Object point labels

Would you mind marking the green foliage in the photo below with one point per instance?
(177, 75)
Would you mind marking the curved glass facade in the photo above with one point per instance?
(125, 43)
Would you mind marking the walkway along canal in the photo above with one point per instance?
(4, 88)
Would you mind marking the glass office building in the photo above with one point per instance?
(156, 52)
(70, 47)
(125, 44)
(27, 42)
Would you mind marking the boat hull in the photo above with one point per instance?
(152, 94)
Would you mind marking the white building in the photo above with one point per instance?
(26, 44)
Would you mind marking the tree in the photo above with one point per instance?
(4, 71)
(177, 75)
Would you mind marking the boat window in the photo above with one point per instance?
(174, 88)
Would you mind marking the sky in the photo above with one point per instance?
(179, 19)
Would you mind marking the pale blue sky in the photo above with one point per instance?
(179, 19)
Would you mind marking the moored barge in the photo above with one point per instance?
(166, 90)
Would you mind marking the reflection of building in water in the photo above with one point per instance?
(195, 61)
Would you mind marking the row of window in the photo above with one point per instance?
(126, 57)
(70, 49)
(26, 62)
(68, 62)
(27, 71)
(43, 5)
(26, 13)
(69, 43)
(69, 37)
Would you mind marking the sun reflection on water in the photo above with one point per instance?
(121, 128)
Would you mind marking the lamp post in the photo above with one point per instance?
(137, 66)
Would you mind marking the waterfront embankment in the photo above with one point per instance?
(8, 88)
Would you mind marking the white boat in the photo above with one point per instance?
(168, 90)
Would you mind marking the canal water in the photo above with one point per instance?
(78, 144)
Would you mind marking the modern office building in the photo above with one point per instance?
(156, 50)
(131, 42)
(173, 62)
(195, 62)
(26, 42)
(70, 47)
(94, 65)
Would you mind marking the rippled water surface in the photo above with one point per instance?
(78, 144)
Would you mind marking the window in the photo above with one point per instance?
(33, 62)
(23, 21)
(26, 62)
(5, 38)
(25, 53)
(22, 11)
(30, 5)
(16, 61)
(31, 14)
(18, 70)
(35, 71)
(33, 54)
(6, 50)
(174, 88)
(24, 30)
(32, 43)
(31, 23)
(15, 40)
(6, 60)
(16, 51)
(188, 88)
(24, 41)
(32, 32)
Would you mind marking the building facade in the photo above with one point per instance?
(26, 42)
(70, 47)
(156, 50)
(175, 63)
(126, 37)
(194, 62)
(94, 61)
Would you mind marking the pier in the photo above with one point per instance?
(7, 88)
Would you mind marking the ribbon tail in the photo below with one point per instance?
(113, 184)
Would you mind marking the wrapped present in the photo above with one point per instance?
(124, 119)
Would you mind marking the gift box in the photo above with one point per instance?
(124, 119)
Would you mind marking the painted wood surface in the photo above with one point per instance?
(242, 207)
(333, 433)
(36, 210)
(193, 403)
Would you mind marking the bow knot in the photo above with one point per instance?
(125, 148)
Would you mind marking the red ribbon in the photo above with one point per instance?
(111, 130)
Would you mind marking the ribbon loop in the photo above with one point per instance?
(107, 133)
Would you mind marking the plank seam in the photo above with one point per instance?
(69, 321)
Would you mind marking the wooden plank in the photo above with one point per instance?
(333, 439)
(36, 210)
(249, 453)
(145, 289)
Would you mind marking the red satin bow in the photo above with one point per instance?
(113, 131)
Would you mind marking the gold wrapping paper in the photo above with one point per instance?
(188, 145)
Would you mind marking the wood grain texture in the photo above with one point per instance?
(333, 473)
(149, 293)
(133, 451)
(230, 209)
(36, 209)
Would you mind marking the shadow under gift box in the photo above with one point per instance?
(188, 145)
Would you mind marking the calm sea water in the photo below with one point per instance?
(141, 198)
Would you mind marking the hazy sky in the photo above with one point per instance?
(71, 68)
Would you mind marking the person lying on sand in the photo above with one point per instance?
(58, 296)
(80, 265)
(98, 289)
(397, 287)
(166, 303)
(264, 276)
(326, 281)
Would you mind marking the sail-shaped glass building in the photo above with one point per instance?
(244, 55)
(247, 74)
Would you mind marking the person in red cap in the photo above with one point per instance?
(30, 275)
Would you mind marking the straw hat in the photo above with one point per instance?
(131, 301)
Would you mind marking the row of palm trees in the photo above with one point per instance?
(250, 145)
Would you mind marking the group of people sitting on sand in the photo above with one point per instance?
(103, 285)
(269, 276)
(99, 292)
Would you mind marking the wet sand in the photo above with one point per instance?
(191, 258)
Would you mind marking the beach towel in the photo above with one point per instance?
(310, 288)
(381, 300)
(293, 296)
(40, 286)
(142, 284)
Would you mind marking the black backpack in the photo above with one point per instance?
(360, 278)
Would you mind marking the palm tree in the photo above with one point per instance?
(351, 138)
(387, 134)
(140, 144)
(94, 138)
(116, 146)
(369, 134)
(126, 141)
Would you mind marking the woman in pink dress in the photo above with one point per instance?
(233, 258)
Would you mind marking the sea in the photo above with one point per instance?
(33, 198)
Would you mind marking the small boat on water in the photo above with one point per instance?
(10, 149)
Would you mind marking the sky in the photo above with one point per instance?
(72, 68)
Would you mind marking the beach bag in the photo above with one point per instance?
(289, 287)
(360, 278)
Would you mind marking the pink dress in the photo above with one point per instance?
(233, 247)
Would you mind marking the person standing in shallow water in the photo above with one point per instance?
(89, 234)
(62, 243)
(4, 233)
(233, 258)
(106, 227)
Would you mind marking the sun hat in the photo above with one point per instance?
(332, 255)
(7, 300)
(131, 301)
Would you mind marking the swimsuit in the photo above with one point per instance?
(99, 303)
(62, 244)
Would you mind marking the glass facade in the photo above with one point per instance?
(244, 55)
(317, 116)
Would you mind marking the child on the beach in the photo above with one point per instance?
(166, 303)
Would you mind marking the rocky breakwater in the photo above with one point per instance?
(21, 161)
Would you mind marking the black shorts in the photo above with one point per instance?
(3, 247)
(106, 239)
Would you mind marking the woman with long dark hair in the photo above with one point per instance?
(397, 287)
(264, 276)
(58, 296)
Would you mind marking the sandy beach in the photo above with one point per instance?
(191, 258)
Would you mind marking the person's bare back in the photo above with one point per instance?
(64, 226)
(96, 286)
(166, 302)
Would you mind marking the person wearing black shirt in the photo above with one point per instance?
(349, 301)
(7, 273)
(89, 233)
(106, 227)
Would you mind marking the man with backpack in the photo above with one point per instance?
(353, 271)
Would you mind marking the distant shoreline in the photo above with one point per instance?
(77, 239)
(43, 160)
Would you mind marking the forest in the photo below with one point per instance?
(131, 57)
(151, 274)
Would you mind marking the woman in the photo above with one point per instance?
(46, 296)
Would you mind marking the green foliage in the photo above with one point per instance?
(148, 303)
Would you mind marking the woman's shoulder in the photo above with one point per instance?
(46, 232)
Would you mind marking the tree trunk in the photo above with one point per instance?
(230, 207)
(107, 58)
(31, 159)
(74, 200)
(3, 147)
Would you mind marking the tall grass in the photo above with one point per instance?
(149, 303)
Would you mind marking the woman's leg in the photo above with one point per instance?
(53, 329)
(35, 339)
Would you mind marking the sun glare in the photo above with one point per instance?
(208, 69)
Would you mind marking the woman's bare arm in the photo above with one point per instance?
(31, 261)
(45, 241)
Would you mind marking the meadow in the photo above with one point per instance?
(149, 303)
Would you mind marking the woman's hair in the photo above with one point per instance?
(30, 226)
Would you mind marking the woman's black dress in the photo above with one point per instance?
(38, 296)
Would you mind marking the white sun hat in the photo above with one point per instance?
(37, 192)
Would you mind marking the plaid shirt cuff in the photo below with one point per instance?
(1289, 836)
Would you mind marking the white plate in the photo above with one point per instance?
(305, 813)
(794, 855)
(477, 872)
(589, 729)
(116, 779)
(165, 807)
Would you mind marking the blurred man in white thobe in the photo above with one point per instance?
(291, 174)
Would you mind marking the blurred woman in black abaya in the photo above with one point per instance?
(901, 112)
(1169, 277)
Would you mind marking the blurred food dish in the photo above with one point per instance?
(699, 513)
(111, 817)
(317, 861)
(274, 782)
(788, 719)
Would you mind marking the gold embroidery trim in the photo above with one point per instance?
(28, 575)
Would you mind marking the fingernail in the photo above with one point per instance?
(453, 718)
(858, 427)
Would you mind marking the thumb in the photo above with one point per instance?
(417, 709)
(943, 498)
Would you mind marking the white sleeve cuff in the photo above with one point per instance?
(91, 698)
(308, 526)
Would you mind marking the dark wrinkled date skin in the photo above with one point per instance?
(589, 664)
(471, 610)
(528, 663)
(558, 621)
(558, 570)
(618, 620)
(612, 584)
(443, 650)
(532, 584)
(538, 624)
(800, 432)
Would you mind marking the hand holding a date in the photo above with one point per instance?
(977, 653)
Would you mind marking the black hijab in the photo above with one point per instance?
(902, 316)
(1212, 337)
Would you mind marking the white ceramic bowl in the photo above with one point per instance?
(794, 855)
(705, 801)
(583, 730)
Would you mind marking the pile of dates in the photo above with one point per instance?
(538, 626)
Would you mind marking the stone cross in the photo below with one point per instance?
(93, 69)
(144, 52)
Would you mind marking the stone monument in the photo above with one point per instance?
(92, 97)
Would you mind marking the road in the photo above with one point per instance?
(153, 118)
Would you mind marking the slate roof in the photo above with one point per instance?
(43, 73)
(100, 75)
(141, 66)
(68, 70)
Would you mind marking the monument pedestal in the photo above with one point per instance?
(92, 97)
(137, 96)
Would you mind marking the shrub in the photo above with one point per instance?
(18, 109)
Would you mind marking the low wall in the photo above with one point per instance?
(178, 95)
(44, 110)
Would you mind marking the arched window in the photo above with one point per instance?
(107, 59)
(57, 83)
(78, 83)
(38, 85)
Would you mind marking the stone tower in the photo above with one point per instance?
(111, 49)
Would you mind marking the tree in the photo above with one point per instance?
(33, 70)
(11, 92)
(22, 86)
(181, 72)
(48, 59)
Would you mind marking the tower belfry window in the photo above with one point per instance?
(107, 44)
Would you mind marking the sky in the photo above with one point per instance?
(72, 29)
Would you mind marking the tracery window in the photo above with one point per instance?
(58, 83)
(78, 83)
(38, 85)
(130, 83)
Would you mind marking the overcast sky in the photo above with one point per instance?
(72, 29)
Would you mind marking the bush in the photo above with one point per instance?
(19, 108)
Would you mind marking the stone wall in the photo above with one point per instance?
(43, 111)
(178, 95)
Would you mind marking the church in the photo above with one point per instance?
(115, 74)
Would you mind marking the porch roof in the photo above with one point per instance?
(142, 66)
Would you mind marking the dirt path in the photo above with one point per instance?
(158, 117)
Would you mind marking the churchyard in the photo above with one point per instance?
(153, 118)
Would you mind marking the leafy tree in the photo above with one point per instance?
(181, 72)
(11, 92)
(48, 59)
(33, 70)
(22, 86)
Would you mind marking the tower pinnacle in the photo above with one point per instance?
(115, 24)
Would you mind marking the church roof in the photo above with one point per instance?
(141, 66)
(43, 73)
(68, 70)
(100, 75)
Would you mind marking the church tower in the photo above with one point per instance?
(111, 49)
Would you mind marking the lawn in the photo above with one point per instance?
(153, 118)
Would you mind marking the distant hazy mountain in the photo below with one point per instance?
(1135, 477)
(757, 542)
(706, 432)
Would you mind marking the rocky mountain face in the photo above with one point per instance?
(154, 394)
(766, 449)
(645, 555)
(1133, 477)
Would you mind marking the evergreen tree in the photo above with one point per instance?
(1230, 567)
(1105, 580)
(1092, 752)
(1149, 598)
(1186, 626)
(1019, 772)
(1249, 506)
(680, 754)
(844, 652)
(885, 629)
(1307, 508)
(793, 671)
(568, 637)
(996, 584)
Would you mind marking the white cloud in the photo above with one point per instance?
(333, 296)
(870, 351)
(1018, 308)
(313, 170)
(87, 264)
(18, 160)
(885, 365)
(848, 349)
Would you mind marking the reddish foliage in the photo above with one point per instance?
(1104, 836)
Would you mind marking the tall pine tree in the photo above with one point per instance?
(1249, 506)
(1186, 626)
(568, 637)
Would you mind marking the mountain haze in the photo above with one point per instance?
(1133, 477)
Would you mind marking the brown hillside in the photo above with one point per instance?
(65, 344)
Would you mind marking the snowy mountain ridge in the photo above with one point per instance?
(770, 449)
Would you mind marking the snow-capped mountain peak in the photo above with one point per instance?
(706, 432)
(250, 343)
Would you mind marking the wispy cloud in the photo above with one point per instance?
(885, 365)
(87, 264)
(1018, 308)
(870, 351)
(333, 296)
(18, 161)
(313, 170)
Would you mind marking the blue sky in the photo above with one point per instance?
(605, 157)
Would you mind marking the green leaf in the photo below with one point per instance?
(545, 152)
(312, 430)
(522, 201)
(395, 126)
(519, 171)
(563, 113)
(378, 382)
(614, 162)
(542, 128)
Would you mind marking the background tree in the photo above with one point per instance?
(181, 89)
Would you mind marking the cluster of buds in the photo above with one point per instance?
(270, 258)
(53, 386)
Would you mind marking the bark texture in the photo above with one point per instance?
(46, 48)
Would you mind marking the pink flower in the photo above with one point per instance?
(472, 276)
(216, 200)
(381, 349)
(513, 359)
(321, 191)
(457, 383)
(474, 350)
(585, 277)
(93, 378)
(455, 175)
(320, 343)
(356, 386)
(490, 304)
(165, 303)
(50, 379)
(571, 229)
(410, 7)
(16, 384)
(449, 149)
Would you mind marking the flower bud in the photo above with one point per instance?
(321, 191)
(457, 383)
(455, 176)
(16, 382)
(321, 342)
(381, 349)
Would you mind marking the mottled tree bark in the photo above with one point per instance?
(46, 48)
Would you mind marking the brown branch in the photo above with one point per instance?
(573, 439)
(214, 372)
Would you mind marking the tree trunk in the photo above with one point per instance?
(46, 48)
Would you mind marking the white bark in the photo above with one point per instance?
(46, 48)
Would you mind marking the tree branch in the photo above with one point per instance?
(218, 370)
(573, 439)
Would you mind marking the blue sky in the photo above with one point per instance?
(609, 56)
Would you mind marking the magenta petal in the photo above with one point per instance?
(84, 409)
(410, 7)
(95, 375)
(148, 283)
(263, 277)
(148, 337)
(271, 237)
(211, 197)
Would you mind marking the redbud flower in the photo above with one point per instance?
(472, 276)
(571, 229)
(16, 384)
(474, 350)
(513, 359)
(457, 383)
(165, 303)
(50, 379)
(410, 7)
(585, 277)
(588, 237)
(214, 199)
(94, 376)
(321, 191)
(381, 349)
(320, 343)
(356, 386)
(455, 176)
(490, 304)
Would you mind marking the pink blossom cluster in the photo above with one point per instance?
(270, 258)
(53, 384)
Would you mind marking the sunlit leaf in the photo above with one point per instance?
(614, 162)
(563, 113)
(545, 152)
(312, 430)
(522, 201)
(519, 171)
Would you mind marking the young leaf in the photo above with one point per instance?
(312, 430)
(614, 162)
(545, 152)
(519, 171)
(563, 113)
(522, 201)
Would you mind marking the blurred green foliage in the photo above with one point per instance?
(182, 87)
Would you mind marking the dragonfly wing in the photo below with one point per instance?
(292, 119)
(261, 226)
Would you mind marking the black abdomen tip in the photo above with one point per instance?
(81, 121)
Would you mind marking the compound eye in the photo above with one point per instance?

* **REQUEST**
Exactly and only the lines from the one containing "Would you mind marking the sunlit" through the end of the material are to be reproduced, both ends included.

* **COMPLETE OUTPUT**
Would you mind marking the sunlit leaf in the photo above with one point per instance?
(614, 162)
(563, 113)
(545, 152)
(312, 430)
(522, 201)
(519, 171)
Would you mind marking the young leaf in the photo above with one point per instance?
(312, 430)
(614, 162)
(545, 152)
(519, 171)
(563, 113)
(522, 201)
Would you mind marking the blurred green foliage in the photo above with one point per instance?
(182, 87)
Would you mind marking the dragonfly wing in the photo below with one point per instance?
(292, 119)
(261, 226)
Would you mind marking the black abdomen tip in the photo above with one point per instance?
(81, 121)
Would you mind marking the compound eye in the photo above with one point per instance?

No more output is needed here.